=== Extract ===
==========
They company reported net sales of $2.4 billion for the fourth quarter of fiscal year 2015. Net sales for the full fiscal year were $15 billion. According to the company, full-year net sales results were driven by the performance of the company’s Seeds and Genomics segment and licensing agreements, which were more than offset by foreign currency headwinds, declining corn acres and declines in glyphosate pricing.

The company also announced plans for global restructuring actions to improve the company’s long-term viability during the current economic challenges. According to Monsanto, the changes are designed to transform and innovate the way the company operates resulting in a more agile and focused organization prepared to continue to lead the agriculture industry.

The company said part of the plan includes cutting approximately 2,600 jobs and exiting the sugarcane business, the company said.

The initial phase was expected to lead to annual savings of $275 to $300 million by the end of fiscal year 2017, at a total cost of approximately $850 to $900 million. Additionally, the company said it is developing further plans to reduce its operating spending by an additional $100 million, which would bring the total annual expected savings to potentially $400 million.

Monsanto also reiterated its commitment to its capital allocation strategy by announcing plans to enter into a new $3 billion accelerated share repurchase program under its current share repurchase authorization. The program is set to begin in the near-term and be completed sometime in the next six months, the company said.

"The fundamentals of our business are strong and Monsanto remains the best positioned company in the industry,” Hugh Grant, chairman and chief executive officer for Monsanto said. “As we look to 2016, focus and discipline become increasingly important.”

Grant said the company will continue to focus on executing key milestones within the core seeds and traits business. Additionally, the company plans to remain disciplined in its agricultural productivity strategy, drive further optimization in spend through strategic restructuring actions and accelerate its progress toward its targeted capital structure.

“A focus on these priorities will set the foundation for expected rapid growth, with our strong core business and several growth drivers continuing to underpin our confidence to meet our target of more than doubling fiscal year 2014 ongoing EPS by fiscal year 2019," Grant said.
==========
=== Activity ===
Repeat the Monsanto fiscal 2015 results text above in full, word for word.

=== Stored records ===
==========
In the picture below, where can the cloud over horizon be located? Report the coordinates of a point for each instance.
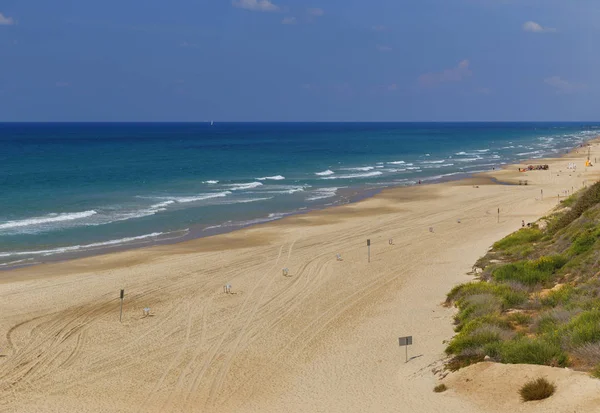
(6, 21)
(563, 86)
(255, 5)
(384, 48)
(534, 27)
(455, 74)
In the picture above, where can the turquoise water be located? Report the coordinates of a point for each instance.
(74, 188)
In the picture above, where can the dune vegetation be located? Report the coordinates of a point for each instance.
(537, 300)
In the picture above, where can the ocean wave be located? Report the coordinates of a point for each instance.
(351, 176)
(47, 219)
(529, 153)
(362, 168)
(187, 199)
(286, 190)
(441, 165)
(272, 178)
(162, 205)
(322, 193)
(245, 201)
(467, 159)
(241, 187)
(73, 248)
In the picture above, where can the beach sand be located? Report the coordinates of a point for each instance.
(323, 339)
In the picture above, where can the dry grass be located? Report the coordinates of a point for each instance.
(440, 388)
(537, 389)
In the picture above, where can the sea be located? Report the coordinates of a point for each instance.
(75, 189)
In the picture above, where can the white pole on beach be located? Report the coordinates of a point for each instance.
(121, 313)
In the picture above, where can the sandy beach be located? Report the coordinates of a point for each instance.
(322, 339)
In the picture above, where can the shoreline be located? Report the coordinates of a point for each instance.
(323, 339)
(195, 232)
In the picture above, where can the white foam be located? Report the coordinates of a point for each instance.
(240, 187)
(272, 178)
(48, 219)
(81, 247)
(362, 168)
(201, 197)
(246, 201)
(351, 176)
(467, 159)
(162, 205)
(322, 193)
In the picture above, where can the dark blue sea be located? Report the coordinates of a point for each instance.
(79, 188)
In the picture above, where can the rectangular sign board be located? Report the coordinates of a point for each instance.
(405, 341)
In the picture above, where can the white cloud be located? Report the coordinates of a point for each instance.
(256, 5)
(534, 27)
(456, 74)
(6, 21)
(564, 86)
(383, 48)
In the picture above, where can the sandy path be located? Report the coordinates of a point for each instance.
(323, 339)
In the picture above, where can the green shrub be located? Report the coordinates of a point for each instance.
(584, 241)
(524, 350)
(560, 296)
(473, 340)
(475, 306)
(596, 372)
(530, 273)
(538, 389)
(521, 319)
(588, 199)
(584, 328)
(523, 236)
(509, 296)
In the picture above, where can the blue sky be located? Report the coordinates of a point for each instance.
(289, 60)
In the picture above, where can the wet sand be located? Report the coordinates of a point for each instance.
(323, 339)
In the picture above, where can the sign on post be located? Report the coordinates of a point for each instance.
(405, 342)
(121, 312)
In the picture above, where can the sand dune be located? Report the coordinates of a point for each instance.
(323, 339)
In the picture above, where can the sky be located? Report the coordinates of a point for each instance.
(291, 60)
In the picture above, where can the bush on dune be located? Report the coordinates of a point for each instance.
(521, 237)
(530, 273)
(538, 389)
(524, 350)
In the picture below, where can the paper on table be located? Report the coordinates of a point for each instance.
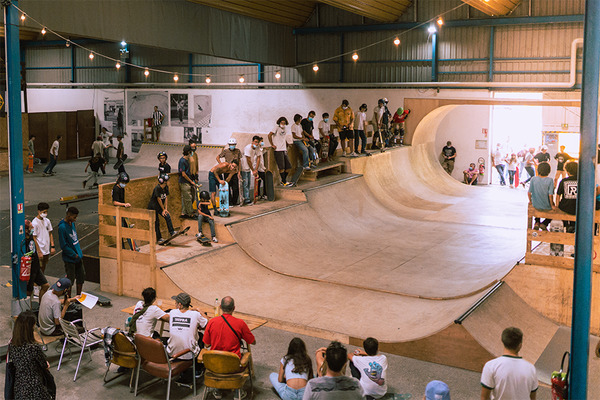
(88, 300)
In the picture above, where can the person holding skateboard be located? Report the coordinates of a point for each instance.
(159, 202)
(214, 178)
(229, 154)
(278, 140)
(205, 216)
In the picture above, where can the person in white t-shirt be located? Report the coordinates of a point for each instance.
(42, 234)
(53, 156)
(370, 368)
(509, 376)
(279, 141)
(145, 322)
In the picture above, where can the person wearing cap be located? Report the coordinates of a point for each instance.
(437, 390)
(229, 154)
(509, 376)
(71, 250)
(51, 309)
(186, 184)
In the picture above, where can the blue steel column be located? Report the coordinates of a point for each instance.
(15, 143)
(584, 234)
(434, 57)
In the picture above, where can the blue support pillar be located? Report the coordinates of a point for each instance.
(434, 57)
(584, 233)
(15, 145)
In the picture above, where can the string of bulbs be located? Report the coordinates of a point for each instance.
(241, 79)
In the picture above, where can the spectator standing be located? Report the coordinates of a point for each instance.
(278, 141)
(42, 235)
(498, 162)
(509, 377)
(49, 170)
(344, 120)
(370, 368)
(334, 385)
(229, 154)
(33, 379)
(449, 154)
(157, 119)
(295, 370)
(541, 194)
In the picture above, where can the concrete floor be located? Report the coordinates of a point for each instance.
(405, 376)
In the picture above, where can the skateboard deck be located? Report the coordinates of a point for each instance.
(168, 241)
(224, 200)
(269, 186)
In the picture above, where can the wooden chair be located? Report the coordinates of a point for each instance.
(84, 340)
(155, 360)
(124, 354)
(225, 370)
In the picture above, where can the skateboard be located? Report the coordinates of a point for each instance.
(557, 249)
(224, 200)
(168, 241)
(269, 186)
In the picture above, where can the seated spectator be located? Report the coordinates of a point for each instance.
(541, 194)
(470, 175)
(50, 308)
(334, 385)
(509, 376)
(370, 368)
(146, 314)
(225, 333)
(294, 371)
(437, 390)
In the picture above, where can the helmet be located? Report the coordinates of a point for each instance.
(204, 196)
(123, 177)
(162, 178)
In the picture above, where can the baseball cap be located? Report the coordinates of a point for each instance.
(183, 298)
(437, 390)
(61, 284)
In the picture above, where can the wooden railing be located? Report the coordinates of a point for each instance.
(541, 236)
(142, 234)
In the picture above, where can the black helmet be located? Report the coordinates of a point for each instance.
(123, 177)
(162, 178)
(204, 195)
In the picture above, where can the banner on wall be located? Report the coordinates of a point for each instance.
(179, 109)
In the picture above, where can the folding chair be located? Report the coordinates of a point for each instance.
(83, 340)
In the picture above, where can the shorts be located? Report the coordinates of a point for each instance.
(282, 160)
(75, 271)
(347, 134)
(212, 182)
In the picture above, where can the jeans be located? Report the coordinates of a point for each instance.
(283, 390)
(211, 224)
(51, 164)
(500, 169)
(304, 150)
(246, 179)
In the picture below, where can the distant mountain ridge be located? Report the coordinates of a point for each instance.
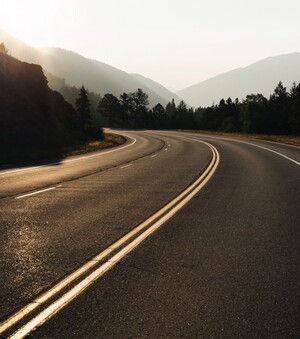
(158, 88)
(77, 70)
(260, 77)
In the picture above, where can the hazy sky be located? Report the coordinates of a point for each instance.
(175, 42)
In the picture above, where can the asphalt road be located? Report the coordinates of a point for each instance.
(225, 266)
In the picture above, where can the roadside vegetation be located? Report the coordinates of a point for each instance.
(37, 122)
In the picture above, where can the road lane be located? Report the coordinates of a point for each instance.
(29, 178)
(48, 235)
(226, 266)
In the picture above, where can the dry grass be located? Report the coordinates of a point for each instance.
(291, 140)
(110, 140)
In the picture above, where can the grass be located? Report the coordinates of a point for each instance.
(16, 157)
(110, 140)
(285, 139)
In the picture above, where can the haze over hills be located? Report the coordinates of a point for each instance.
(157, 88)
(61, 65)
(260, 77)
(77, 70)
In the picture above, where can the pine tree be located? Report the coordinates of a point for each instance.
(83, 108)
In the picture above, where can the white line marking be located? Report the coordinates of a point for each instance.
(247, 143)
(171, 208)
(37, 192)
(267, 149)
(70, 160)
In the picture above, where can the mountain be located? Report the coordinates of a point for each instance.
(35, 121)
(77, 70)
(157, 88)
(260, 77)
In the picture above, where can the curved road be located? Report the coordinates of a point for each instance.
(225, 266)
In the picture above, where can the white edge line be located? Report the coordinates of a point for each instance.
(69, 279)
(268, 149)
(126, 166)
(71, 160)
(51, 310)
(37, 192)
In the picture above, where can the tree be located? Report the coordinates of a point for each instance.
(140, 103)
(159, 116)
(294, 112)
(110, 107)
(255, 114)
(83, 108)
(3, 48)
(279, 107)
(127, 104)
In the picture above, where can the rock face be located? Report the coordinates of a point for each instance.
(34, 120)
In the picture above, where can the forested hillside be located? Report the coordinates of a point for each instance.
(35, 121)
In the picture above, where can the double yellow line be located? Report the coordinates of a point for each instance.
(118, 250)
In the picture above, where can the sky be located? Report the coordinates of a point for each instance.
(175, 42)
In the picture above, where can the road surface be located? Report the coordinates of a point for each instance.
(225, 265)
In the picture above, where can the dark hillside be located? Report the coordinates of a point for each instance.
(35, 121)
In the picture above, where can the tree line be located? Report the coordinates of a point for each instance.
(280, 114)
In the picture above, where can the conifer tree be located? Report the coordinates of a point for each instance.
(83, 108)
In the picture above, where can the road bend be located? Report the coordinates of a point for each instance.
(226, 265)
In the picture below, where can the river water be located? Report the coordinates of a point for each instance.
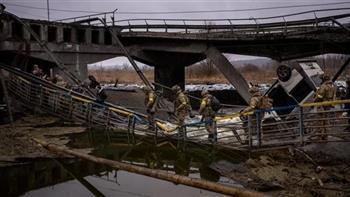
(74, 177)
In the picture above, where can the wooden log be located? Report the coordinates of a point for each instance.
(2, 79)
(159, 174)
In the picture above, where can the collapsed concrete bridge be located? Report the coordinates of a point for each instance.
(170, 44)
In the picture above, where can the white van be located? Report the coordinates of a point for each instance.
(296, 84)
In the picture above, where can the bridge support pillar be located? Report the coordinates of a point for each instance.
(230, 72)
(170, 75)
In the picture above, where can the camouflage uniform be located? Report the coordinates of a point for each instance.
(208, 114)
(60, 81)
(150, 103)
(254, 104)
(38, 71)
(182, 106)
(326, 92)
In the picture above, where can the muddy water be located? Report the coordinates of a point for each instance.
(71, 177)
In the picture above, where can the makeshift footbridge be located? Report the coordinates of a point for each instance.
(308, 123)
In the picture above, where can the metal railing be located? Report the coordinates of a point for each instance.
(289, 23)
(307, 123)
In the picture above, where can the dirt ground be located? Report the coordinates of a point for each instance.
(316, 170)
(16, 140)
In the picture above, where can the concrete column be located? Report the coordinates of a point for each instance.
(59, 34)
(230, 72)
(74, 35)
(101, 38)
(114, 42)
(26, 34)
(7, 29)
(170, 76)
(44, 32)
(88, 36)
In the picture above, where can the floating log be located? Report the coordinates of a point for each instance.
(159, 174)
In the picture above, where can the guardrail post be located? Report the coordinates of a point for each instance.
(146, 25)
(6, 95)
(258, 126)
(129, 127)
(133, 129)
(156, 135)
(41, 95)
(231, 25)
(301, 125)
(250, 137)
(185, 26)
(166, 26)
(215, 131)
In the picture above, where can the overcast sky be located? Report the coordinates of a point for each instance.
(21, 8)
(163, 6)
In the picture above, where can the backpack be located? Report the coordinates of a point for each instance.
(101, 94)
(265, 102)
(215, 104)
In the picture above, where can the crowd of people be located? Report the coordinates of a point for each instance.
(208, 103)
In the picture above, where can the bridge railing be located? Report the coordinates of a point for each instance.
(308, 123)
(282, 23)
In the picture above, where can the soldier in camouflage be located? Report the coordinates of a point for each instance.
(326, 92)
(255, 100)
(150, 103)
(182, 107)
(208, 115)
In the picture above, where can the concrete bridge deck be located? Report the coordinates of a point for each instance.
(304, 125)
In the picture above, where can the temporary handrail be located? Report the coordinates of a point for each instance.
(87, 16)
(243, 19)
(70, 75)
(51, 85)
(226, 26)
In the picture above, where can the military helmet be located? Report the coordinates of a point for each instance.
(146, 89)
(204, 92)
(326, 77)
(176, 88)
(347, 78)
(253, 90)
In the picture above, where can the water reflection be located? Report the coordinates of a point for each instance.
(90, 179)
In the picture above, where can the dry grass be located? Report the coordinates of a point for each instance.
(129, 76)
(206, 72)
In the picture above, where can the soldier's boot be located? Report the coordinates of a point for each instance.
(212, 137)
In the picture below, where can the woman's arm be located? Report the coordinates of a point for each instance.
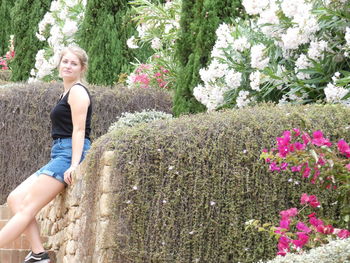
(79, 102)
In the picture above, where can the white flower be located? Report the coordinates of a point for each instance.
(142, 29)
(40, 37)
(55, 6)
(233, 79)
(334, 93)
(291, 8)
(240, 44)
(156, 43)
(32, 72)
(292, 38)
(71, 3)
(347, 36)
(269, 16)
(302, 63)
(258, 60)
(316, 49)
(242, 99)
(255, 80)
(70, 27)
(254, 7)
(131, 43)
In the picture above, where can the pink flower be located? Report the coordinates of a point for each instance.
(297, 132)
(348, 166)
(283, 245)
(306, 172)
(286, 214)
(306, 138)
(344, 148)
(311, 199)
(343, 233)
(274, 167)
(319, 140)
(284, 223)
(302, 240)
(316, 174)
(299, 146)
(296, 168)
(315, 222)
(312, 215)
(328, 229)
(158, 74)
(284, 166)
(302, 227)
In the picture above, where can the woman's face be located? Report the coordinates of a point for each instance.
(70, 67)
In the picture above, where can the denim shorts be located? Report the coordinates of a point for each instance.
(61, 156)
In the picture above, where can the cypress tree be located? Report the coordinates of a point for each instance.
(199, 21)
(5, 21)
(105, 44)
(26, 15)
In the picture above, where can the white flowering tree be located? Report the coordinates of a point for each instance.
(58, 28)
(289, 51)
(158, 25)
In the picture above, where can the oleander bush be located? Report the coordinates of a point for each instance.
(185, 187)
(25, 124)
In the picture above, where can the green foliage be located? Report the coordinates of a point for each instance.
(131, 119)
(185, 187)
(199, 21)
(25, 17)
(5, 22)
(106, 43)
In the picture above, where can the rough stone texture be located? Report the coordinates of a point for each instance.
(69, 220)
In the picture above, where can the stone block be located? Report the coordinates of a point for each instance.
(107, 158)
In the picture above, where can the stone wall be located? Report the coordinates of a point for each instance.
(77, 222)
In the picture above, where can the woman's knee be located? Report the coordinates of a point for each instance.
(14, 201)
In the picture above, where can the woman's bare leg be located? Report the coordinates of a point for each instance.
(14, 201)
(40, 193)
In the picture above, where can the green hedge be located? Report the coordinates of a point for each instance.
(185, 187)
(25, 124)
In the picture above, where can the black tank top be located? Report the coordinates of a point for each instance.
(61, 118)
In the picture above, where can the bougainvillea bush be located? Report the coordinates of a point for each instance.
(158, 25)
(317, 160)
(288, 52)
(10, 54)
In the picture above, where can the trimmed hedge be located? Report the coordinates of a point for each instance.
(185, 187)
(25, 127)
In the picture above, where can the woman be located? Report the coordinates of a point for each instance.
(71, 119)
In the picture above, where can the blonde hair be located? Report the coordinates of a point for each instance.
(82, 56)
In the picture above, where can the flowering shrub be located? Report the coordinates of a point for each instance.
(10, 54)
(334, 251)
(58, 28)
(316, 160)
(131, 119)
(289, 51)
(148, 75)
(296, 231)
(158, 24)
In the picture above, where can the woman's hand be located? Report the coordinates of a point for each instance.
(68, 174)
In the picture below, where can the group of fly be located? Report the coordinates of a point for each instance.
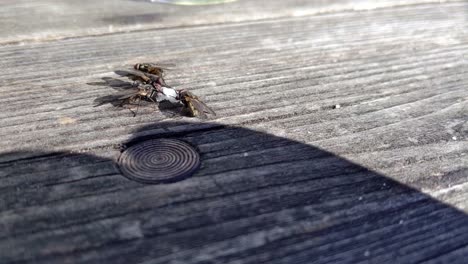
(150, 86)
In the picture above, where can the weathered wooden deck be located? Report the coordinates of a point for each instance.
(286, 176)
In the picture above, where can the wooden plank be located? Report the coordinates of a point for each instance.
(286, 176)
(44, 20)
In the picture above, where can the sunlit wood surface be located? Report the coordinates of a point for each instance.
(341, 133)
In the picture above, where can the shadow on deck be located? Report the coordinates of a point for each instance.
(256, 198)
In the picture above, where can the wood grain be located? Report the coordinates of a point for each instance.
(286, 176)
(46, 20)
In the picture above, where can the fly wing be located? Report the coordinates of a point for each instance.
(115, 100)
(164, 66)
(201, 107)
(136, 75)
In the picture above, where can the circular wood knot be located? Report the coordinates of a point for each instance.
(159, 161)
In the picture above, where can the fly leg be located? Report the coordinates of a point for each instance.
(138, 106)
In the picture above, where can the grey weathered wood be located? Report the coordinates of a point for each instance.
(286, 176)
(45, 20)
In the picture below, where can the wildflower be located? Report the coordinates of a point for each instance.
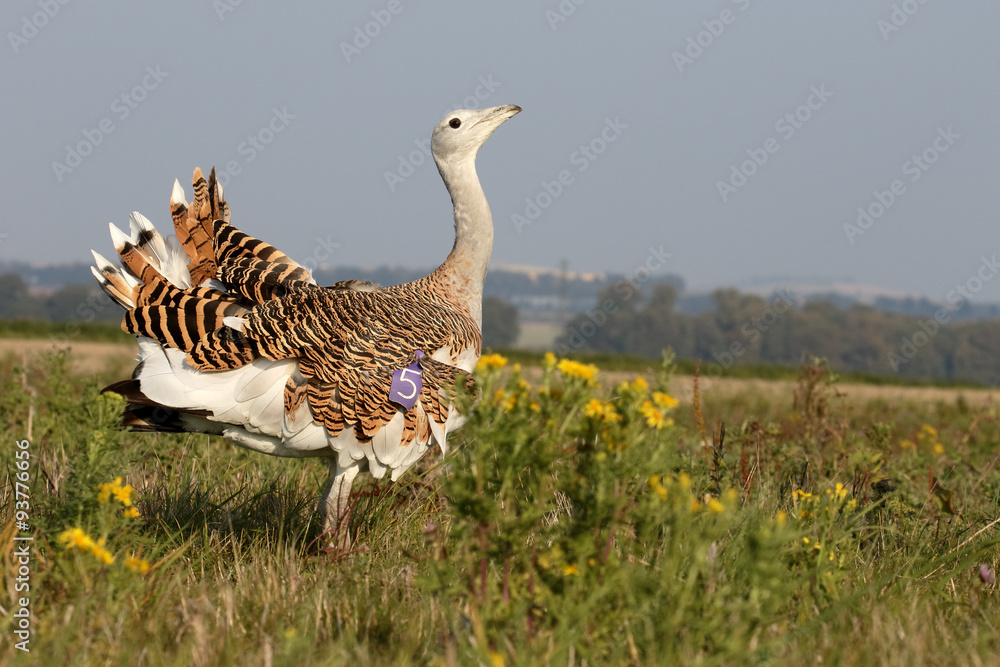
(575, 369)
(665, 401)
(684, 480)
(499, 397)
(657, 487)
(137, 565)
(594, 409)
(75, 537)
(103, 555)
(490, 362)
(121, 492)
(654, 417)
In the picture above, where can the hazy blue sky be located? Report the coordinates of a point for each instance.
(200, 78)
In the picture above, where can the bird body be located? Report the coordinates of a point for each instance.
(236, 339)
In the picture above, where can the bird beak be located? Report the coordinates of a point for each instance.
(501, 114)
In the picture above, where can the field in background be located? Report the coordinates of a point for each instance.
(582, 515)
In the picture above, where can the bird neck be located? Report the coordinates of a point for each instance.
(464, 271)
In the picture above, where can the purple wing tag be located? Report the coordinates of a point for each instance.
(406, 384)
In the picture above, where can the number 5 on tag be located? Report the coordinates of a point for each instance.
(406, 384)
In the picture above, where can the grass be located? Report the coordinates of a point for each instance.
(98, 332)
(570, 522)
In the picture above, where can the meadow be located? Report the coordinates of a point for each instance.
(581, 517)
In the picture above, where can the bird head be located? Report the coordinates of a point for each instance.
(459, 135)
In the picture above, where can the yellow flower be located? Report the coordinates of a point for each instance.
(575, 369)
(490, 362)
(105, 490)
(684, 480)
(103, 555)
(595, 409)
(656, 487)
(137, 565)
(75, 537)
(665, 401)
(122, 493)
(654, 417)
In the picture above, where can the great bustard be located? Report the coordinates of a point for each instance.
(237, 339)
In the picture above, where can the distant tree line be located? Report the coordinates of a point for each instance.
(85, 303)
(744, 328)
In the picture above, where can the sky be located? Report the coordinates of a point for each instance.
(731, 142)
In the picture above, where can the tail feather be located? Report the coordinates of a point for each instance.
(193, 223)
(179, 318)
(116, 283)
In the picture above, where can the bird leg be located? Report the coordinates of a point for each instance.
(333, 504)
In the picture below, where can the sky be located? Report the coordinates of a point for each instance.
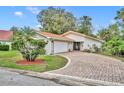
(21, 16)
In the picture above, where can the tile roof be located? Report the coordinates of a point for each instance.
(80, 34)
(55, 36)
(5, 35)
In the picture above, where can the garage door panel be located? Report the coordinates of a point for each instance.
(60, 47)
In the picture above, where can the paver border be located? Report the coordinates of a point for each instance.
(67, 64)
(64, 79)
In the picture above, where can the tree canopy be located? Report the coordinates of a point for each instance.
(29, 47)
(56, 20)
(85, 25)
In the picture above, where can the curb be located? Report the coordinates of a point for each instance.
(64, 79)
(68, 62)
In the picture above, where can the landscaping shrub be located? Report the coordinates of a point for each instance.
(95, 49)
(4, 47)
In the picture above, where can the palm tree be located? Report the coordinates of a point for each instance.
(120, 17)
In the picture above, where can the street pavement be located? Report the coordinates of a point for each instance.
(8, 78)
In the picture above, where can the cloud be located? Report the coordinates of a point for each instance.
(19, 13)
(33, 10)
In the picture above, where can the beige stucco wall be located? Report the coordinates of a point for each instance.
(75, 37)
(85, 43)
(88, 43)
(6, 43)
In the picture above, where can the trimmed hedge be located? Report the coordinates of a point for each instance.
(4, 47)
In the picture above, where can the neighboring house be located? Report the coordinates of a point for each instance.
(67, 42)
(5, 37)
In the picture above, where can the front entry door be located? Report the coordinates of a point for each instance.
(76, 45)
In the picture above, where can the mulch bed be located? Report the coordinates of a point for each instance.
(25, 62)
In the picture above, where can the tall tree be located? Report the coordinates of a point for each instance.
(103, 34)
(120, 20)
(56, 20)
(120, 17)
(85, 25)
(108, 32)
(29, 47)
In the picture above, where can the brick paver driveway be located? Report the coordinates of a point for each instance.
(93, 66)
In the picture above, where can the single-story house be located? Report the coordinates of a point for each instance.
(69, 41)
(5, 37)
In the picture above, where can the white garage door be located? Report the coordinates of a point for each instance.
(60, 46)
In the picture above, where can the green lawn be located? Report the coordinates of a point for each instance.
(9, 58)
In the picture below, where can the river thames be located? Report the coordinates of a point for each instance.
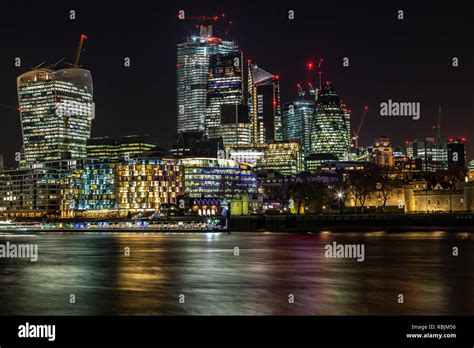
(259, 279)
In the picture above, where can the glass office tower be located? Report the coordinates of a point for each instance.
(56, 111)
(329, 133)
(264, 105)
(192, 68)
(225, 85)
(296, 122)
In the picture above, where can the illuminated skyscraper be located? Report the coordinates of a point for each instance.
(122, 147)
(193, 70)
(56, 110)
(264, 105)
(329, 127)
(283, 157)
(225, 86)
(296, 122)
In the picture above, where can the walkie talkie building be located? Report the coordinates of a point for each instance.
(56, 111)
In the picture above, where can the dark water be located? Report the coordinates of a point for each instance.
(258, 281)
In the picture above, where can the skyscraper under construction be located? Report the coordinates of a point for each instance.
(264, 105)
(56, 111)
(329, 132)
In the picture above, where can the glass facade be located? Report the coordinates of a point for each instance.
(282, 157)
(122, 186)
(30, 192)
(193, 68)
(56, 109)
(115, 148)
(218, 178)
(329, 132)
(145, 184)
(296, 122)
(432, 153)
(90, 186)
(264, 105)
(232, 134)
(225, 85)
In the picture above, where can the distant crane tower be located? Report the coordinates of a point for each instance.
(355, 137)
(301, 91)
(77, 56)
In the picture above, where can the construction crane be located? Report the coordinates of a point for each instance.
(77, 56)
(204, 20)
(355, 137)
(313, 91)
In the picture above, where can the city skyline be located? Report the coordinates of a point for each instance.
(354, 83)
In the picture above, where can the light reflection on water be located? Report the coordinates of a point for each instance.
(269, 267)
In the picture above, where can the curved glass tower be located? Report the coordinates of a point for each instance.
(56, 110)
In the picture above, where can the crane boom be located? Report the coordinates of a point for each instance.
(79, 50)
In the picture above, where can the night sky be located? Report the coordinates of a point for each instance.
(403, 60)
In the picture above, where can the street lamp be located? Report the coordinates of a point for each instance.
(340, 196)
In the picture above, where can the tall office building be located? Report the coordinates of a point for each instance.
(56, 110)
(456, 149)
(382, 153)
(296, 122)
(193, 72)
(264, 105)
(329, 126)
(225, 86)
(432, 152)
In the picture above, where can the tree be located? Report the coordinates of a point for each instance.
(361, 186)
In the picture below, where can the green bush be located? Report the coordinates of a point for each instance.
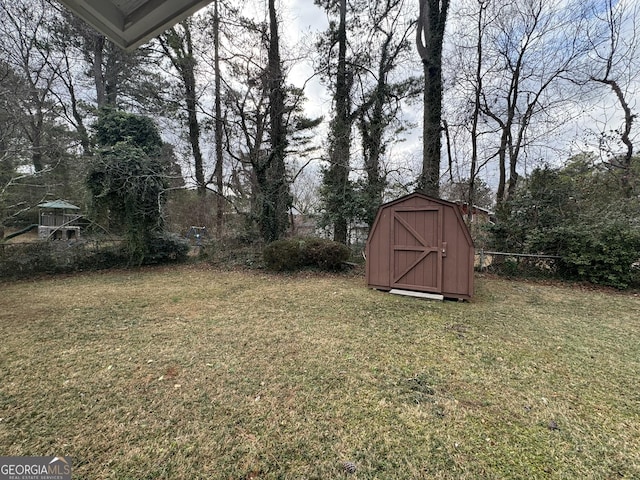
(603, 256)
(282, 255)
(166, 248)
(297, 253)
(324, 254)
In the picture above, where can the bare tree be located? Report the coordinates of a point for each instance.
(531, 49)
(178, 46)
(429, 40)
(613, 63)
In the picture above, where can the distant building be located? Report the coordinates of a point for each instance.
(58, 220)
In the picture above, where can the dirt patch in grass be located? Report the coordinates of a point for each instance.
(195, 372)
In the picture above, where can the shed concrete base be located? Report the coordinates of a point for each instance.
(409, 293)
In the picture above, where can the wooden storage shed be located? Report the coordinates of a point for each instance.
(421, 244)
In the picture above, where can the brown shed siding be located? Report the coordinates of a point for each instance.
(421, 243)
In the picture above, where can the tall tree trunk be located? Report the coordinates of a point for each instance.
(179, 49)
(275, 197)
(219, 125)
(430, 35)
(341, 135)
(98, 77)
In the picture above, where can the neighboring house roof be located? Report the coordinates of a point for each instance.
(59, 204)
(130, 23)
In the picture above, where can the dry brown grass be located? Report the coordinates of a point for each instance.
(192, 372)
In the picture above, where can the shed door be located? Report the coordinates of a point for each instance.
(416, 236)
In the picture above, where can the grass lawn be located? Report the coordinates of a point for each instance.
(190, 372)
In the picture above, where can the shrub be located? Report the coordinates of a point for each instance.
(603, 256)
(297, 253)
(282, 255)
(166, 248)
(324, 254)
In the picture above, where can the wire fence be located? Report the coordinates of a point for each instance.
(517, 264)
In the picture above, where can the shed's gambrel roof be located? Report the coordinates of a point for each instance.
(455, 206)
==========
=== Result below ===
They company reported net sales of $2.4 billion for the fourth quarter of fiscal year 2015. Net sales for the full fiscal year were $15 billion. According to the company, full-year net sales results were driven by the performance of the company’s Seeds and Genomics segment and licensing agreements, which were more than offset by foreign currency headwinds, declining corn acres and declines in glyphosate pricing.

The company also announced plans for global restructuring actions to improve the company’s long-term viability during the current economic challenges. According to Monsanto, the changes are designed to transform and innovate the way the company operates resulting in a more agile and focused organization prepared to continue to lead the agriculture industry.

The company said part of the plan includes cutting approximately 2,600 jobs and exiting the sugarcane business, the company said.

The initial phase was expected to lead to annual savings of $275 to $300 million by the end of fiscal year 2017, at a total cost of approximately $850 to $900 million. Additionally, the company said it is developing further plans to reduce its operating spending by an additional $100 million, which would bring the total annual expected savings to potentially $400 million.

Monsanto also reiterated its commitment to its capital allocation strategy by announcing plans to enter into a new $3 billion accelerated share repurchase program under its current share repurchase authorization. The program is set to begin in the near-term and be completed sometime in the next six months, the company said.

"The fundamentals of our business are strong and Monsanto remains the best positioned company in the industry,” Hugh Grant, chairman and chief executive officer for Monsanto said. “As we look to 2016, focus and discipline become increasingly important.”

Grant said the company will continue to focus on executing key milestones within the core seeds and traits business. Additionally, the company plans to remain disciplined in its agricultural productivity strategy, drive further optimization in spend through strategic restructuring actions and accelerate its progress toward its targeted capital structure.

“A focus on these priorities will set the foundation for expected rapid growth, with our strong core business and several growth drivers continuing to underpin our confidence to meet our target of more than doubling fiscal year 2014 ongoing EPS by fiscal year 2019," Grant said.